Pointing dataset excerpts
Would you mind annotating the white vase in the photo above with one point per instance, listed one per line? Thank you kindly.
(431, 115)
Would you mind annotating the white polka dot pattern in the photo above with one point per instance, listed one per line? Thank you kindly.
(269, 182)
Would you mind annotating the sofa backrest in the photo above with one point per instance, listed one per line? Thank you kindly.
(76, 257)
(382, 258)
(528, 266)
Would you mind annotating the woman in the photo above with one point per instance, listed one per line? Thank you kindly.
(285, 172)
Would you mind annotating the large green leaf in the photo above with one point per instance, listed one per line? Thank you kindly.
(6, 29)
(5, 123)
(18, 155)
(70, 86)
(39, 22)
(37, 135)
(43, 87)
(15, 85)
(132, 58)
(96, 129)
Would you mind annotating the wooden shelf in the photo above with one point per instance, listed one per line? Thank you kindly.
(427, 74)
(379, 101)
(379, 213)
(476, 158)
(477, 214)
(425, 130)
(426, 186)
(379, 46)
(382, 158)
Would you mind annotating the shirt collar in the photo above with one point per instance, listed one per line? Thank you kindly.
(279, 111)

WHAT TO DO. Write out every line of the records exactly.

RESULT BELOW.
Would you mind annotating the white vase in the photo above with one point per instance, listed one per line? Thank you kindly.
(431, 115)
Would you mind annotating the white polka dot pattern in the photo above with one point per instance, listed one per line? Thank you kindly.
(269, 182)
Would you mind annotating the sofa backrest in the photo above with one point per instance, listed one per line? Thank you kindly.
(76, 257)
(382, 258)
(528, 266)
Would you mind annotating the woman in the photo above with one point per instance, listed one per line? Thank you kindly.
(285, 172)
Would you mind annotating the large green leaf in the photo above with one point per instance, listed one per line? Thank you kindly.
(6, 29)
(5, 123)
(18, 155)
(70, 86)
(39, 22)
(37, 135)
(43, 87)
(15, 85)
(132, 58)
(96, 129)
Would you mind annotating the wooden shelf in the photo above with one point per instance, listed one per line? Thank you kindly.
(427, 74)
(379, 101)
(379, 213)
(476, 158)
(477, 214)
(425, 130)
(426, 186)
(379, 46)
(382, 158)
Would you mind annotating the shirt collar in the photo above with one point per instance, listed one per line? Thank you kindly.
(279, 111)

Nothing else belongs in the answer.